## TASK TO CARRY OUT
An exact copy is required of the lines from the one with "target | hairy green stem" through the last line of the material below, and of nothing else.

## DATA FOR REVIEW
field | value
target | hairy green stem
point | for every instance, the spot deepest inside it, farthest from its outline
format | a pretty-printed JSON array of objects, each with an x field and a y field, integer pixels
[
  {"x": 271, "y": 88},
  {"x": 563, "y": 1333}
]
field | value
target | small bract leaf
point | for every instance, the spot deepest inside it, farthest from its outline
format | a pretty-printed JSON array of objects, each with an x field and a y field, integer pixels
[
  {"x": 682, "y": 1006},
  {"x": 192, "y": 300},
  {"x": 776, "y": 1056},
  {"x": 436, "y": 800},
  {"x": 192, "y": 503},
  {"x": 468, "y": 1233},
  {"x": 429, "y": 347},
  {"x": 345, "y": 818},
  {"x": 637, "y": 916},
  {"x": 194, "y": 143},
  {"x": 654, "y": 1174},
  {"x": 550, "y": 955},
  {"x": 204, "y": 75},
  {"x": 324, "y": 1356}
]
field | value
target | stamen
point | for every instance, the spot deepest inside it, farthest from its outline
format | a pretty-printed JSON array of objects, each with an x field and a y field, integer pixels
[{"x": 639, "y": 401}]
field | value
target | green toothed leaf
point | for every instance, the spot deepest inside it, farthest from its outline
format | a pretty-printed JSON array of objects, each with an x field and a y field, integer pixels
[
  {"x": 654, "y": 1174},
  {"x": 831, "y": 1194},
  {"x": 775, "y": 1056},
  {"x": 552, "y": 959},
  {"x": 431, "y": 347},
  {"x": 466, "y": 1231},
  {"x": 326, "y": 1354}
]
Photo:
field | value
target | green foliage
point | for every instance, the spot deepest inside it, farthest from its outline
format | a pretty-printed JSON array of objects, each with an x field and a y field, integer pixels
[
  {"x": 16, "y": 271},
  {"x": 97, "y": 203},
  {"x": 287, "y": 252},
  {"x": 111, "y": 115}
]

## RESPONSE TO THIS EXERCISE
target | hairy green stem
point | for every instance, the spot deepest inside it, farthest from its outline
format | a pretty-printed JSON array of objects, each with an x field and a y field, integer pixels
[
  {"x": 271, "y": 88},
  {"x": 563, "y": 1333}
]
field | value
target | small bract leaf
point | for every instance, the spot deepest inside it, farthest from its outline
format | a pretty-printed JSON array of objects, each with an x field and a y field, integer pixels
[
  {"x": 682, "y": 1006},
  {"x": 192, "y": 300},
  {"x": 776, "y": 1056},
  {"x": 436, "y": 800},
  {"x": 192, "y": 503},
  {"x": 468, "y": 1233},
  {"x": 429, "y": 347},
  {"x": 345, "y": 818},
  {"x": 637, "y": 916},
  {"x": 194, "y": 143},
  {"x": 654, "y": 1174},
  {"x": 550, "y": 955},
  {"x": 204, "y": 75},
  {"x": 324, "y": 1356}
]
field | value
target | stamen
point | for every instance, the spot deepest inside it, farthest from its outline
format | a pretty-printed JSON array of objects, each with an x field and a y field, integer pixels
[{"x": 639, "y": 401}]
field | value
target | green toothed leaf
point | for every instance, the spot deepest inside it, farthest from its outline
format | a pretty-printed JSON array of objects, each with an x field and a y field, integer pixels
[
  {"x": 654, "y": 1174},
  {"x": 831, "y": 1194},
  {"x": 775, "y": 1056},
  {"x": 552, "y": 959},
  {"x": 431, "y": 347},
  {"x": 466, "y": 1231},
  {"x": 326, "y": 1354}
]
Photo:
field | value
target | green foliage
point | for every instance, the spot deepest inside it, farthest from its outline
format | a pretty-printed JSON array of objects, each with an x field and a y field, integer pixels
[
  {"x": 16, "y": 271},
  {"x": 97, "y": 203},
  {"x": 287, "y": 252},
  {"x": 111, "y": 115}
]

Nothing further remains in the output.